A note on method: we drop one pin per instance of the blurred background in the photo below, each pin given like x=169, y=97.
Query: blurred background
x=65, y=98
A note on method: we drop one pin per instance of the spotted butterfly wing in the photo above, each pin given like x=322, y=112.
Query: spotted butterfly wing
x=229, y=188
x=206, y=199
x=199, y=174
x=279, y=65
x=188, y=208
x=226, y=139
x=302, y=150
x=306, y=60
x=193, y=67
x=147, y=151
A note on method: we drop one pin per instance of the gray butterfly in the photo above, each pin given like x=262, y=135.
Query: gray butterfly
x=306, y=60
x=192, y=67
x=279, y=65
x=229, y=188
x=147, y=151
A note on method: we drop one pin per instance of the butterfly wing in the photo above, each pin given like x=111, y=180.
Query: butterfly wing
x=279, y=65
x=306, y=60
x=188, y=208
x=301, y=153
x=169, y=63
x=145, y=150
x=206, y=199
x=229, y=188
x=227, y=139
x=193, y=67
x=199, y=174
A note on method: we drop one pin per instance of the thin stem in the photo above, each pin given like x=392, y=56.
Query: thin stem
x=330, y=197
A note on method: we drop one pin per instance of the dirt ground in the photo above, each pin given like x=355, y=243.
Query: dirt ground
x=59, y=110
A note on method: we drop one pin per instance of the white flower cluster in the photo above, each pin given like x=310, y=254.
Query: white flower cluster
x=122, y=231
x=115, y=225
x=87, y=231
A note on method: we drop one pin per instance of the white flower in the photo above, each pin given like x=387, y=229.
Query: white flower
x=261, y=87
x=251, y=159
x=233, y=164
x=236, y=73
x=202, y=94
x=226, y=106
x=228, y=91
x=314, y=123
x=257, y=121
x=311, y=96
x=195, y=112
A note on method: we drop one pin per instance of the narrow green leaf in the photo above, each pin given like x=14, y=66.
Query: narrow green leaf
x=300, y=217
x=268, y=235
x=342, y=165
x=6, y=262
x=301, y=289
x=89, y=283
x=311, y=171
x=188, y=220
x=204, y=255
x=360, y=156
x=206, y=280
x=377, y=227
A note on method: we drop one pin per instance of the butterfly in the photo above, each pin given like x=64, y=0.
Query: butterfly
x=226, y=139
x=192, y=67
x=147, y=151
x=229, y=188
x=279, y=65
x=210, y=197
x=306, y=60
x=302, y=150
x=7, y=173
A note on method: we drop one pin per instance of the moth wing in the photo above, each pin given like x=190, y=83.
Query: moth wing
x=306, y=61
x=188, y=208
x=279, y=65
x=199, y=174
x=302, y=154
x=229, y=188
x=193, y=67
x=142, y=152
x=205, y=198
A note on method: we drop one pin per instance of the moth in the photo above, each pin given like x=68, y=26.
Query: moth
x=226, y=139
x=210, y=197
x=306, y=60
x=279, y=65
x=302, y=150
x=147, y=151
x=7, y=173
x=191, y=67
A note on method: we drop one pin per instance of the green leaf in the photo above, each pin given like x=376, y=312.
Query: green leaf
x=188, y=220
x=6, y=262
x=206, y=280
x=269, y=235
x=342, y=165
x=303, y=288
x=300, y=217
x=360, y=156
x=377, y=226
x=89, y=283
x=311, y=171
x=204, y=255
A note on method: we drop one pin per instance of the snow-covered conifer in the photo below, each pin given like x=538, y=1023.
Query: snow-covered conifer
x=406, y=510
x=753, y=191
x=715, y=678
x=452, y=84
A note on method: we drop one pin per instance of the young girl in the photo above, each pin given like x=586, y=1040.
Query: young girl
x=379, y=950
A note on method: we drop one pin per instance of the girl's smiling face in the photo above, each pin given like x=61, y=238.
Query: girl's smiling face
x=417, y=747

REQUEST:
Quote the data in full, keeping each word unchanged.

ANSWER FOR THIS EXERCISE:
A note on method: we drop one pin per instance of the blurred background in the photo below, each pin given like x=169, y=97.
Query: blurred background
x=65, y=98
A note on method: we drop one pin per instance of the spotted butterfly wing in the photo above, each pin given like x=322, y=112.
Query: spotted butterfly wing
x=229, y=188
x=206, y=199
x=199, y=174
x=279, y=65
x=188, y=208
x=226, y=139
x=302, y=150
x=306, y=60
x=193, y=67
x=147, y=151
A note on method: we drop one pin per instance of the gray butterfly in the photo above, each pin given like x=262, y=135.
Query: gray butterfly
x=306, y=60
x=192, y=67
x=279, y=65
x=229, y=188
x=147, y=151
A note on method: we drop one pin per instance of the butterfly wing in the photo above, each pin given like x=111, y=180.
Query: butterfly wing
x=279, y=65
x=306, y=60
x=188, y=208
x=301, y=153
x=169, y=63
x=145, y=150
x=206, y=199
x=229, y=188
x=227, y=139
x=193, y=67
x=199, y=174
A note on method: we drop one pin per instance of the thin stem in the photo above, each pin given like x=392, y=56.
Query: thin stem
x=330, y=197
A note on method: we drop one pin per instance of the dirt ground in the photo above, each pin given like x=355, y=243.
Query: dirt ground
x=59, y=110
A note on method: we drop one pin per instance of the white flower cluster in the photo above, each pin given like x=310, y=254.
Query: white flower cluster
x=122, y=231
x=115, y=225
x=87, y=231
A note on method: we drop one pin per instance of the white flower in the photo above, each pin given like x=387, y=229.
Query: white flower
x=261, y=87
x=251, y=159
x=233, y=164
x=236, y=73
x=202, y=94
x=226, y=106
x=228, y=91
x=314, y=123
x=257, y=121
x=311, y=96
x=195, y=112
A note on method: we drop one pin per instance of the narrow green leaf in the photo above, each pin given like x=14, y=66.
Query: narrow green leaf
x=300, y=217
x=268, y=235
x=342, y=165
x=6, y=262
x=301, y=289
x=89, y=283
x=311, y=171
x=188, y=220
x=204, y=255
x=360, y=156
x=206, y=280
x=377, y=227
A note on method: we drop one pin per instance of the butterfly in the photo above, each pin given like x=64, y=0.
Query: butterfly
x=226, y=139
x=192, y=67
x=147, y=151
x=229, y=188
x=279, y=65
x=210, y=197
x=306, y=60
x=302, y=150
x=7, y=173
A note on method: we drop one pin per instance of the moth wing in the photo above, each pin given like x=190, y=83.
Query: moth wing
x=306, y=61
x=188, y=208
x=279, y=65
x=199, y=174
x=302, y=154
x=229, y=188
x=193, y=67
x=142, y=152
x=205, y=198
A note on method: we drop one pin per instance of the moth in the photo above, each pin given like x=68, y=26.
Query: moth
x=226, y=139
x=210, y=197
x=306, y=60
x=279, y=65
x=302, y=150
x=147, y=151
x=7, y=173
x=191, y=67
A note on method: we drop one pin per instance of the green leaf in the photo above, each pin given like x=376, y=312.
Query: green leaf
x=188, y=220
x=6, y=262
x=206, y=280
x=269, y=235
x=342, y=165
x=303, y=288
x=300, y=217
x=360, y=156
x=377, y=226
x=89, y=283
x=311, y=171
x=204, y=255
A note on method: we drop one pin per instance of the snow-covered conifer in the photo below, each pin given like x=538, y=1023.
Query: snow-covered conifer
x=406, y=510
x=753, y=191
x=715, y=678
x=452, y=84
A note on method: we drop one pin per instance of the young girl in the photo above, each pin given like x=586, y=1040.
Query: young girl
x=379, y=950
A note on method: we drop one pin per instance of the girl's smiling face in the photo above, each pin given like x=61, y=238.
Query: girl's smiling face
x=417, y=747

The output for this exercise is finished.